Coordinate annotation records:
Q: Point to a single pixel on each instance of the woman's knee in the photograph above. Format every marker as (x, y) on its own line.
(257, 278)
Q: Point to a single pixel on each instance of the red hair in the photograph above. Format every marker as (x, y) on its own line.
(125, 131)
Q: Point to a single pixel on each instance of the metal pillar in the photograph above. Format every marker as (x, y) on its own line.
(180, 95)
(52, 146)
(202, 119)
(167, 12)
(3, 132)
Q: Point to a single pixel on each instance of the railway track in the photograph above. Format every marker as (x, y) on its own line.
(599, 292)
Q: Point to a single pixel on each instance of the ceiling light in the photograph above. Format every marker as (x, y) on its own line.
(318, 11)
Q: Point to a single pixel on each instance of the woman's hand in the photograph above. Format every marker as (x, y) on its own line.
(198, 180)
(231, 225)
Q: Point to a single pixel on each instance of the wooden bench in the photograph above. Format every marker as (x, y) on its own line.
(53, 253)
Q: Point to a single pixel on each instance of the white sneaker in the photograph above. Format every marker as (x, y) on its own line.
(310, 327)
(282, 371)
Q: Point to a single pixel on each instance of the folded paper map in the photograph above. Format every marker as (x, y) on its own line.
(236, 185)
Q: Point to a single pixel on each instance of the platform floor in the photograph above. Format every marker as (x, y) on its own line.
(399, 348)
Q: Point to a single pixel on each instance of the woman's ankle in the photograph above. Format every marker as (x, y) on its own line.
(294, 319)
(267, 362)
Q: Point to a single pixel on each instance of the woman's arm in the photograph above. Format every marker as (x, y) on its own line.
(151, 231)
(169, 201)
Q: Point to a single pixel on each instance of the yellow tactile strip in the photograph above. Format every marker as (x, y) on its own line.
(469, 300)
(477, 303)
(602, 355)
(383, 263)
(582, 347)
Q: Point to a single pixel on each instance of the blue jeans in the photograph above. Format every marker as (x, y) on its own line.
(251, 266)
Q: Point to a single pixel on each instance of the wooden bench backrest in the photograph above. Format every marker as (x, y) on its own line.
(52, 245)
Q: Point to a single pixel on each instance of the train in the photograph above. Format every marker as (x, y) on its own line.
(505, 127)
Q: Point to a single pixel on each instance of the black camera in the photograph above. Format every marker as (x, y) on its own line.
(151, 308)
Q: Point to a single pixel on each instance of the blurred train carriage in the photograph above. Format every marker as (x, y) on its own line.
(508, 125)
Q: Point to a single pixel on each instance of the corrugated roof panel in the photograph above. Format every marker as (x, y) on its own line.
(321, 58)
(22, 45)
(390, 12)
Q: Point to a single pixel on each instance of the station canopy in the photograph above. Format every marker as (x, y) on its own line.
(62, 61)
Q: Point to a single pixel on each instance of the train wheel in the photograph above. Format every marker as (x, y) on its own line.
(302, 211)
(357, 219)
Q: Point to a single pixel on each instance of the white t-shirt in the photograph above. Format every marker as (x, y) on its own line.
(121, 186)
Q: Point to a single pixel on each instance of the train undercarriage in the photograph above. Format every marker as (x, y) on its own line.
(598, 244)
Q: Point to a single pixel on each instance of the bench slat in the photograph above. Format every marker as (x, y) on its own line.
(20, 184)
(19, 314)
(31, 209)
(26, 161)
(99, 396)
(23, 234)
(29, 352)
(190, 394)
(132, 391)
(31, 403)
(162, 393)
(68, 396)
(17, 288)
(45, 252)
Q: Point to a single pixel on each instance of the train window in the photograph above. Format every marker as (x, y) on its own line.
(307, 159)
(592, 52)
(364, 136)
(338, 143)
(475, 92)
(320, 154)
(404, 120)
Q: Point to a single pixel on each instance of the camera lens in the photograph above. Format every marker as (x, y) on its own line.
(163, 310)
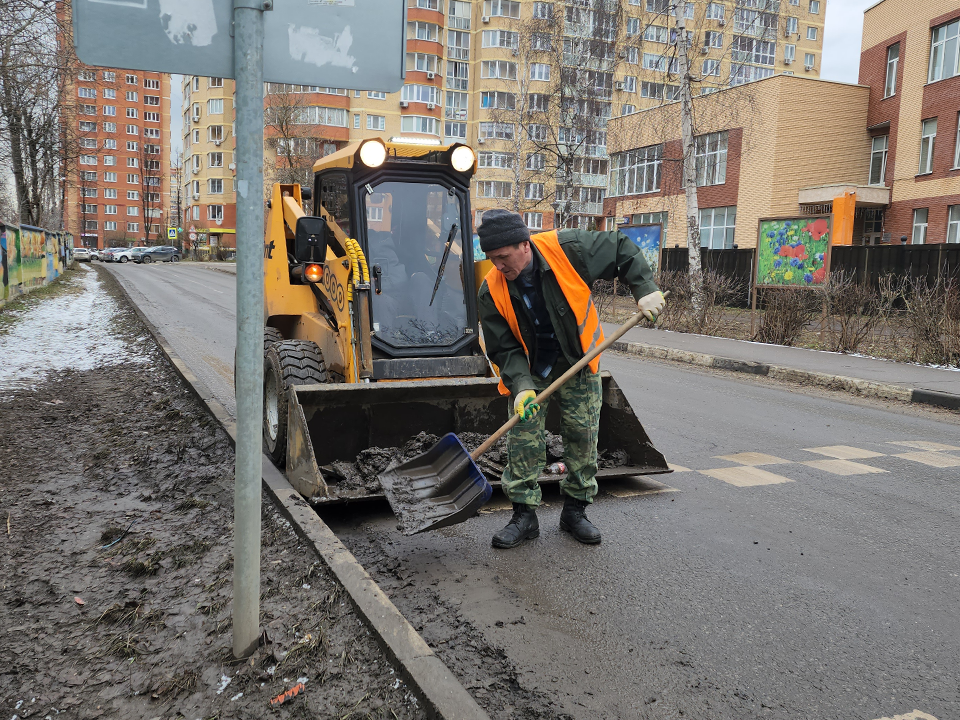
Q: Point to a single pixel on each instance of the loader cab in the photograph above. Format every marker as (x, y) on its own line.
(408, 205)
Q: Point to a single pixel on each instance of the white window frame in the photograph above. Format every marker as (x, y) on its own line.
(919, 234)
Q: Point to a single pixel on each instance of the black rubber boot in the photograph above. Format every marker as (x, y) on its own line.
(573, 519)
(522, 526)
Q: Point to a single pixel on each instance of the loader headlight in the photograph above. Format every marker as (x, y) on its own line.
(373, 153)
(313, 273)
(462, 158)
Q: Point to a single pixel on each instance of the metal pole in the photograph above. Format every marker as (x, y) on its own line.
(248, 66)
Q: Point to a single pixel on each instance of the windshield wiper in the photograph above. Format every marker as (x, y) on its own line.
(443, 262)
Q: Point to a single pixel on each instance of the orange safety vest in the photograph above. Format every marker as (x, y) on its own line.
(574, 289)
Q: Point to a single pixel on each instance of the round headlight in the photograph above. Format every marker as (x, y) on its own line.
(373, 153)
(462, 158)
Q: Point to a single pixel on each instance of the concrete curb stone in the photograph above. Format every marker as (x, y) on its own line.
(442, 695)
(854, 386)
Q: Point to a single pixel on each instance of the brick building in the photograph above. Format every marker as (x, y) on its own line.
(117, 187)
(910, 61)
(482, 72)
(788, 146)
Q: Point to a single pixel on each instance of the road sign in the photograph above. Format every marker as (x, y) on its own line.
(332, 43)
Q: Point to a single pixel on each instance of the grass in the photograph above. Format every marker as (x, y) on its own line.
(65, 284)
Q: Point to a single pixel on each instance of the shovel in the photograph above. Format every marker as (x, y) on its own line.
(444, 486)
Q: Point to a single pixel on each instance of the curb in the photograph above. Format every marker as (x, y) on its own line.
(442, 695)
(854, 386)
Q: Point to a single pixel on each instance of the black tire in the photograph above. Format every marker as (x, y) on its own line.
(289, 362)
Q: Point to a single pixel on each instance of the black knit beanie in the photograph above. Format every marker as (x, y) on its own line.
(500, 228)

AIM: Please quote nothing but the lines from the line with "of the shovel" through the end of the data above, exactly as written, ends included.

EXERCISE ANSWER:
Q: Point to a single pixel on each instance of the shovel in the photograph above. Format every marker as (x, y) on its own line.
(444, 486)
Q: Point to a single pixel on each instance of the curb in the photograph above. Format every marker as (x, y) on its own line.
(442, 695)
(854, 386)
Q: Point to a single pixel on each instance of the black tire in the photograph above. Format every marker as (x, y) on its own line.
(289, 362)
Q: Point to a single pixel on each instance of the black knit beanie in the photograph above. Format every marker as (x, y) on its own line.
(500, 228)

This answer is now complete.